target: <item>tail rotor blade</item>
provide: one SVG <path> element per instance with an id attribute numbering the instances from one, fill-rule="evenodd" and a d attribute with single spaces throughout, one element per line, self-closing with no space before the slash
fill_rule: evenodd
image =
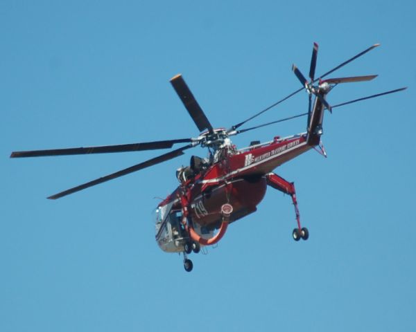
<path id="1" fill-rule="evenodd" d="M 293 73 L 295 73 L 295 75 L 296 75 L 297 79 L 300 80 L 300 82 L 302 83 L 302 84 L 305 88 L 306 88 L 308 86 L 308 80 L 305 78 L 305 77 L 303 75 L 303 74 L 300 72 L 299 68 L 293 64 L 292 65 L 292 71 L 293 71 Z"/>
<path id="2" fill-rule="evenodd" d="M 315 80 L 315 69 L 316 68 L 318 47 L 318 44 L 313 43 L 313 49 L 312 50 L 312 58 L 311 59 L 311 67 L 309 68 L 309 78 L 311 78 L 311 82 L 313 82 Z"/>
<path id="3" fill-rule="evenodd" d="M 375 98 L 376 97 L 380 97 L 381 95 L 388 95 L 390 93 L 395 93 L 395 92 L 403 91 L 404 90 L 406 90 L 406 89 L 407 89 L 407 86 L 404 87 L 404 88 L 396 89 L 395 90 L 391 90 L 391 91 L 387 91 L 387 92 L 382 92 L 381 93 L 377 93 L 376 95 L 369 95 L 367 97 L 363 97 L 362 98 L 354 99 L 354 100 L 350 100 L 349 102 L 343 102 L 341 104 L 338 104 L 336 105 L 334 105 L 332 107 L 332 108 L 333 109 L 335 107 L 339 107 L 340 106 L 347 105 L 349 104 L 352 104 L 353 102 L 361 102 L 361 100 L 365 100 L 367 99 Z"/>
<path id="4" fill-rule="evenodd" d="M 329 74 L 331 74 L 331 73 L 333 73 L 335 71 L 338 71 L 340 68 L 343 67 L 347 64 L 349 64 L 352 61 L 355 60 L 358 57 L 360 57 L 361 55 L 364 55 L 367 52 L 370 52 L 373 48 L 375 48 L 376 47 L 379 46 L 380 46 L 379 44 L 374 44 L 373 46 L 369 47 L 366 50 L 364 50 L 363 52 L 361 52 L 361 53 L 357 54 L 356 55 L 352 57 L 351 59 L 347 59 L 347 61 L 343 62 L 342 64 L 339 64 L 338 66 L 337 66 L 336 67 L 333 68 L 333 69 L 331 69 L 329 71 L 327 71 L 324 75 L 322 75 L 321 76 L 320 76 L 320 78 L 324 78 L 325 76 L 328 76 Z"/>

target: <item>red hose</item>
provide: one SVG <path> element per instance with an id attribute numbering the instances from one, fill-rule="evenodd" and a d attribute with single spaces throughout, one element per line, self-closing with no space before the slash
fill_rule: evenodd
<path id="1" fill-rule="evenodd" d="M 186 225 L 185 228 L 189 233 L 189 236 L 191 239 L 192 239 L 194 241 L 198 242 L 202 246 L 211 246 L 212 244 L 216 243 L 218 241 L 220 241 L 224 234 L 225 234 L 225 231 L 227 230 L 227 228 L 228 227 L 228 220 L 223 220 L 221 223 L 221 226 L 220 227 L 220 230 L 218 232 L 212 237 L 211 239 L 204 239 L 199 234 L 198 234 L 193 227 Z"/>

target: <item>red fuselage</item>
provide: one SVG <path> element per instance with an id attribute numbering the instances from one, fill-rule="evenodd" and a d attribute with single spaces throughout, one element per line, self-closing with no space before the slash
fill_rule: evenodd
<path id="1" fill-rule="evenodd" d="M 234 221 L 256 211 L 266 191 L 266 175 L 284 163 L 310 149 L 306 134 L 271 142 L 236 151 L 224 149 L 219 159 L 205 172 L 187 180 L 159 207 L 173 203 L 181 209 L 180 196 L 189 188 L 189 216 L 200 226 L 216 228 L 221 221 L 221 206 L 230 203 Z"/>

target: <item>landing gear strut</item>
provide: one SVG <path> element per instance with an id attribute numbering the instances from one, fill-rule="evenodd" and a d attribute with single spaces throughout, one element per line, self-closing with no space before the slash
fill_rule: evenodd
<path id="1" fill-rule="evenodd" d="M 296 221 L 297 222 L 297 228 L 293 230 L 292 236 L 295 241 L 299 241 L 301 239 L 307 240 L 309 238 L 309 232 L 306 228 L 302 228 L 300 225 L 300 214 L 297 208 L 297 201 L 296 200 L 296 190 L 295 184 L 293 182 L 288 182 L 284 178 L 281 178 L 274 173 L 269 173 L 266 176 L 267 184 L 277 190 L 285 194 L 291 195 L 292 203 L 295 208 L 295 213 L 296 214 Z"/>
<path id="2" fill-rule="evenodd" d="M 191 259 L 187 258 L 187 255 L 184 252 L 184 268 L 187 272 L 191 272 L 193 268 L 193 263 Z"/>

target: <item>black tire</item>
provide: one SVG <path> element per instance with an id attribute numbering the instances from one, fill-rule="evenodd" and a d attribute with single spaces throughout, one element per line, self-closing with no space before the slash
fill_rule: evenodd
<path id="1" fill-rule="evenodd" d="M 192 245 L 189 242 L 185 242 L 185 244 L 184 244 L 184 251 L 187 255 L 192 252 Z"/>
<path id="2" fill-rule="evenodd" d="M 295 241 L 300 240 L 300 232 L 299 231 L 299 228 L 295 228 L 293 230 L 293 232 L 292 233 L 292 236 L 293 237 L 293 239 Z"/>
<path id="3" fill-rule="evenodd" d="M 309 239 L 309 231 L 308 230 L 308 229 L 306 227 L 304 227 L 301 230 L 300 230 L 300 236 L 302 237 L 302 239 L 306 241 L 308 239 Z"/>
<path id="4" fill-rule="evenodd" d="M 193 264 L 192 263 L 192 261 L 191 259 L 185 259 L 184 261 L 184 268 L 185 271 L 191 272 L 193 268 Z"/>
<path id="5" fill-rule="evenodd" d="M 193 251 L 193 252 L 195 252 L 196 254 L 198 254 L 200 250 L 201 250 L 201 246 L 200 246 L 200 244 L 198 242 L 192 243 L 192 251 Z"/>

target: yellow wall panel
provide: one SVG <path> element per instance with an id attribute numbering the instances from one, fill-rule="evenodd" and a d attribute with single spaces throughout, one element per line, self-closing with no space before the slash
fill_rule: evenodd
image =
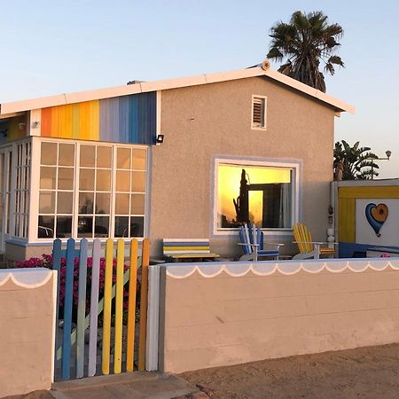
<path id="1" fill-rule="evenodd" d="M 399 198 L 399 186 L 340 187 L 338 198 Z"/>

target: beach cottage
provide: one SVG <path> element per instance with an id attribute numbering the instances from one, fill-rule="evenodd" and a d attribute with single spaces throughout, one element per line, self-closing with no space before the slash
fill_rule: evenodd
<path id="1" fill-rule="evenodd" d="M 245 220 L 288 252 L 298 221 L 325 240 L 341 112 L 354 109 L 267 62 L 2 104 L 0 251 L 149 237 L 153 254 L 164 238 L 233 254 Z"/>

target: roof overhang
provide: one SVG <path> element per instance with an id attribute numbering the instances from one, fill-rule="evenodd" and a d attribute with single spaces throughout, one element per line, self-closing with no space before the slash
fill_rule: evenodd
<path id="1" fill-rule="evenodd" d="M 145 93 L 148 91 L 167 90 L 189 86 L 199 86 L 202 84 L 216 83 L 220 82 L 246 79 L 254 76 L 267 76 L 271 80 L 279 82 L 292 89 L 307 94 L 317 100 L 332 106 L 336 113 L 355 113 L 355 107 L 346 104 L 333 97 L 328 96 L 307 84 L 301 83 L 293 78 L 286 76 L 272 69 L 263 70 L 262 67 L 251 67 L 239 71 L 223 72 L 218 74 L 205 74 L 198 76 L 169 79 L 155 82 L 140 82 L 135 84 L 116 86 L 108 89 L 98 89 L 95 90 L 81 91 L 75 93 L 65 93 L 58 96 L 43 97 L 22 101 L 4 103 L 0 106 L 0 115 L 29 111 L 33 109 L 46 108 L 55 106 L 65 106 L 67 104 L 81 103 L 102 98 L 111 98 L 129 94 Z"/>

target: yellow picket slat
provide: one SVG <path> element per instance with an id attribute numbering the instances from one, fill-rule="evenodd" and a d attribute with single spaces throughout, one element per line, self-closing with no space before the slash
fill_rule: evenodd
————————
● **Given instruction**
Locate the line with "target: yellow picket slat" in the entries above; extract it and every line after it, verbatim.

● **Task result**
target: yellow picket slat
provide: one SVG <path> element per instance with an id attribute numbering the instances from one, fill-rule="evenodd" and a d attribute with single spaces throughout, one element per line, self-closing with no space before the slash
fill_rule: evenodd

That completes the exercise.